**AIM OF THE TASK**:
Pull out each line below that contains the string "table". Treat uppercase and lowercase letters as different.

START DATA FOR PROCESSING

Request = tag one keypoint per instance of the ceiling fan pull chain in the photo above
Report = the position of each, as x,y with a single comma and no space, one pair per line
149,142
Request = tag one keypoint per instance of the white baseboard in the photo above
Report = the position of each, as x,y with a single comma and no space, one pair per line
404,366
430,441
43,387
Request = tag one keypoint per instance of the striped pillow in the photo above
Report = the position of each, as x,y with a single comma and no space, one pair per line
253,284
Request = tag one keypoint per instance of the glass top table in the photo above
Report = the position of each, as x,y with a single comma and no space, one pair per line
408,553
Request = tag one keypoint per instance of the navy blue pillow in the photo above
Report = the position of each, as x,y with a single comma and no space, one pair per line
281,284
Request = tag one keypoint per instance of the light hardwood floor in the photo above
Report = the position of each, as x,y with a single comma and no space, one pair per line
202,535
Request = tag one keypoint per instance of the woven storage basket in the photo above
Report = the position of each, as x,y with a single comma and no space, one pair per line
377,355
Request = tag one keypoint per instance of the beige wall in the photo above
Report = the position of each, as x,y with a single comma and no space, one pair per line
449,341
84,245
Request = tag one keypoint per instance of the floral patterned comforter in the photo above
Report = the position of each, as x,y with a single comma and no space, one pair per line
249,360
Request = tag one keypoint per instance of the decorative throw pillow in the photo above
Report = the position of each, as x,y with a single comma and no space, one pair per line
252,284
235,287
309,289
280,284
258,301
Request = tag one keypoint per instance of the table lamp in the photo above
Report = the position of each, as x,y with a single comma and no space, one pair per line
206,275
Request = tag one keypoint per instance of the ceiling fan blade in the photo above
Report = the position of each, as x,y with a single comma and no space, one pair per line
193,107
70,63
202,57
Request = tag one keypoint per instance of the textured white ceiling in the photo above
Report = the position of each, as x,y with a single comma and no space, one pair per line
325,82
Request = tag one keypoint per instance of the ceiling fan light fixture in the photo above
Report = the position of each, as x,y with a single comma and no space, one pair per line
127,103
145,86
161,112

END DATA FOR PROCESSING
START DATA FOR PROCESSING

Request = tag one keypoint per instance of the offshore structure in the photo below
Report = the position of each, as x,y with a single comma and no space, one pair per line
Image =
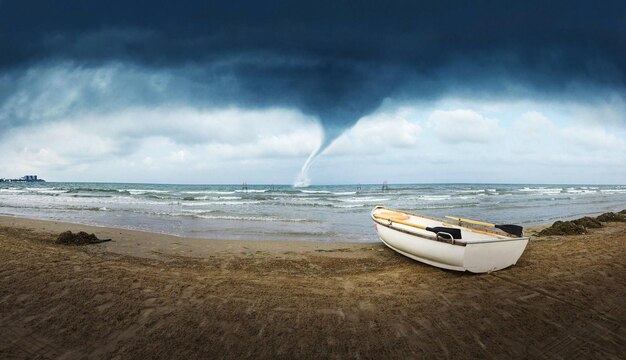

END DATA FOR PROCESSING

**FINISHED ANSWER**:
Request = tag one keypoint per instance of the glass top table in the photo above
Request = tag one keypoint per instance of the table lamp in the photo above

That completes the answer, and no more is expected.